Задания для выполнения:
1. Перечислите, пожалуйста, все сферы, в сторону которых, согласно тексту для чтения, расширилось поле философской рефлексии.
2. Объясните по тексту для чтения, почему предпочтение «субъекта практикующего» «теоретизирующему субъекту» таит в себе серьезную опасность. Ответ уложите в одно–три предложения.
3. Какой университет указан в тексте для чтения?

Текст для чтения:
В.Е. Буденкова
КОММУНИКАТИВНАЯ ОНТОЛОГИЯ КАК ОСНОВАНИЕ СОВРЕМЕННОЙ ЭПИСТЕМОЛОГИИ
Томский государственный университет
Развитие философии в последние несколько десятилетий привело к перестановке смысловых акцентов и смене познавательных приоритетов, что изменило панораму не только философского, но и всего гуманитарного знания. Одним из проявлений таких изменений стало усиление критики науки и научного познания, с одной стороны, и снижение интереса к теоретико-познавательной и эпистемологической проблематике - с другой. Этот процесс имеет объективные основания и связан с переосмыслением места и роли человека в мире (в широком смысле) на фоне расширения поля философской рефлексии в сторону повседневности, телесности, политики, нравственности и т.д. Но предпочтение «теоретизирующему субъекту» «субъекта практикующего» таит в себе серьезную опасность, выходящую за рамки собственно философии. Оно формирует иллюзию того, что современному человеку, чтобы быть успешным, важнее действовать, а не «размышлять» и что современная культура - это культура «практиков». Последнее нашло свое отражение в языке: появились многочисленные «практики» (образовательные, педагогические, управленческие) и «техники» («себя», тела и т.п.).

Извлечённые строки:

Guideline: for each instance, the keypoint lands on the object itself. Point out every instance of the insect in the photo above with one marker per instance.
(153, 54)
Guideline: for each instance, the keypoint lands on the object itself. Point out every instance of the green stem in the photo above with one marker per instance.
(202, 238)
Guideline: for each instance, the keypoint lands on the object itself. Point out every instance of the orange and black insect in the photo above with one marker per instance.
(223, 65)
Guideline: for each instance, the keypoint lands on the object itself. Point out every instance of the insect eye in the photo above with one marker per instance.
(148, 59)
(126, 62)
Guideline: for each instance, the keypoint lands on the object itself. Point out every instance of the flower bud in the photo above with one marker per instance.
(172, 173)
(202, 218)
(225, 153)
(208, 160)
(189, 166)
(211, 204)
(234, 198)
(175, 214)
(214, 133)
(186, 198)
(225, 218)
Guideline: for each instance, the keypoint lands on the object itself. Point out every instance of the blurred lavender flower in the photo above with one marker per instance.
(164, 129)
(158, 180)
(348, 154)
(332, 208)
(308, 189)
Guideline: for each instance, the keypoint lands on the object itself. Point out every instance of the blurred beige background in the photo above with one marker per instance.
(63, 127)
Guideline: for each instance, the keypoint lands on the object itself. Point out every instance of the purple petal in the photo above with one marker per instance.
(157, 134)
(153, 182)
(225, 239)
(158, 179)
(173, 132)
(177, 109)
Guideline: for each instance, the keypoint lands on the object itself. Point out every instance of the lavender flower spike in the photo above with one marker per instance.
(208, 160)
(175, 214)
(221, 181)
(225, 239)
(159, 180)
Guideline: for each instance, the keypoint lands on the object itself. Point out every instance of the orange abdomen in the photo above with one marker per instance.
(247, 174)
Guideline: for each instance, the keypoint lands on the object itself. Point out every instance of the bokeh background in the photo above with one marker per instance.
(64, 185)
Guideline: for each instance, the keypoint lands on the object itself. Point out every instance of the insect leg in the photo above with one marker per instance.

* * *

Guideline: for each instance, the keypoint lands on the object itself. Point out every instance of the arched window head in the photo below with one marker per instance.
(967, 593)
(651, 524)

...

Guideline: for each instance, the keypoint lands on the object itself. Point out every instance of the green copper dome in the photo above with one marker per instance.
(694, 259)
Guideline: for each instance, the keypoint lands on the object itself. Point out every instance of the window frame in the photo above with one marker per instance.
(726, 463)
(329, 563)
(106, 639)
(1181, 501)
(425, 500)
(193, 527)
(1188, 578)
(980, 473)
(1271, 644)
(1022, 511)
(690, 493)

Список ответов:
1. Повседневность, телесность, политика, нравственность.

2. Такое предпочтение формирует иллюзию, будто современному человеку для успеха важнее действовать, а не «размышлять». Оно же внушает, что современная культура — это культура «практиков».

3. Томский государственный университет.